In seinen Armen das Kind

Roman
Cover: In seinen Armen das Kind
Suhrkamp Verlag, Frankfurt am Main 2002
ISBN 9783518413128
Gebunden, 365 Seiten, 22,90 EUR

Klappentext

Dies ist die Geschichte von Maik Steiner, einer strahlenden Erscheinung, Schauspieler in deutschen Kultfilmen der siebziger Jahre, der in Westberlin Vera trifft, die in Meditation, Drogen und Sex das "Neue Leben" sucht. Nach der Trennung von Maik verschwindet sie mit dem gemeinsamen Sohn aufs Land und zieht von einer Wohngemeinschaft zur nächsten. Maik, auf dem Höhepunkt seiner Karriere, macht sich auf, diese beiden Menschen seines Lebens wiederzufinden. Eine riskante Suche...

Rezensionsnotiz zu Neue Zürcher Zeitung, 16.04.2002

In dieser Geschichte um den einstigen Kultschauspieler Mark Steiner, der nach langer Suche seine Ex-Frau Vera und seinen Sohn in der Landkommune Hermann Trommlers, in der Gehirnwäsche, sexuelle Ausbeutung, Kinderarbeit auf der Tagesordnung stehen, wiederfindet, erblickt Rezensent Martin Krumbholz eine Abrechnung mit der "Utopie". Morshäusers Roman ziele darauf ab, die Kehrseite der "Utopie", ihr wahres Gesicht sichtbar zu machen, und sie im "kriminologischen Sinn" zu dekonstruieren. Dabei befleissige sich Morshäuser einer "Ästhetik der Verlangsamung" und zwinge so alle Aufmerksamkeit des Lesers auf jede einzelne Bewegung des Helden - Bewegungen (Autofahrten, Ortsbesichtigungen, Gespräche), die Krumbholz ob ihrer "überwältigenden Fülle der Details" "unendlich kompliziert" findet. Als "Perfektionist der Beschreibung von Oberflächen" bleibe Morshäuser, so nuanciert er Dinge und Orte beschreibe, bei der Schilderung seiner Figuren merkwürdig blass. Wirklich spannend ist das Buch nach Krumbholz nicht: in "zunehmende Ermüdung" hat ihn die Lektüre geführt. Und so empfiehlt er dem Leser lieber Morshäuser "spannendstes" Buch "Die Berliner Simulation" von 1983.

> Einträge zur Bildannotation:
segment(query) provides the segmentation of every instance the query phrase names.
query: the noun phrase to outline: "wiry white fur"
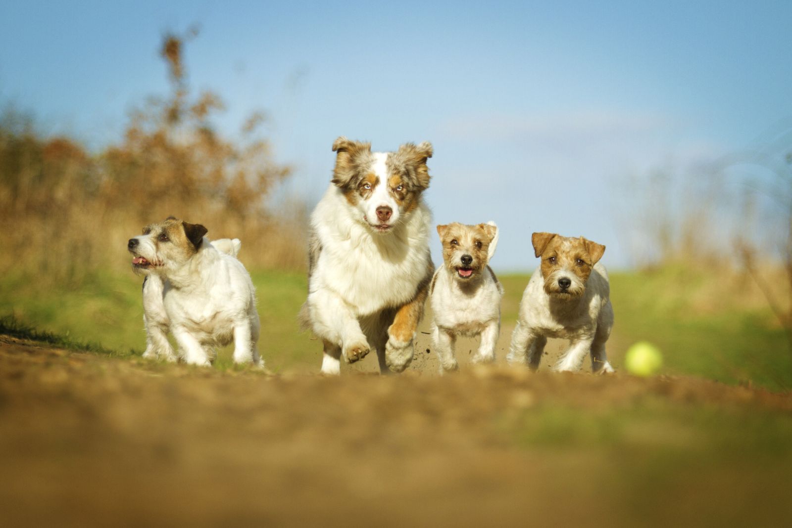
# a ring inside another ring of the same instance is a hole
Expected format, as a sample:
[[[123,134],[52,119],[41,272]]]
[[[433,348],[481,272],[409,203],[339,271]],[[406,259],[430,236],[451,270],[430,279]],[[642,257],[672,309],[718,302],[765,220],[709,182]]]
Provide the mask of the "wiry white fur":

> Anweisungen:
(1) Geben Sie aus dem Text zum Roman „In seinen Armen das Kind“ einen Abschnitt wortgetreu wieder. Beginnen Sie bei den Worten „Dies ist die“ und hören Sie nach „Eine riskante Suche...“ auf.
(2) In welchem Jahr erschien laut dem Text zum Roman „In seinen Armen das Kind“ Morshäusers Buch „Die Berliner Simulation“?

> Lösungen:
(1)
Dies ist die Geschichte von Maik Steiner, einer strahlenden Erscheinung, Schauspieler in deutschen Kultfilmen der siebziger Jahre, der in Westberlin Vera trifft, die in Meditation, Drogen und Sex das "Neue Leben" sucht. Nach der Trennung von Maik verschwindet sie mit dem gemeinsamen Sohn aufs Land und zieht von einer Wohngemeinschaft zur nächsten. Maik, auf dem Höhepunkt seiner Karriere, macht sich auf, diese beiden Menschen seines Lebens wiederzufinden. Eine riskante Suche...

(2) 1983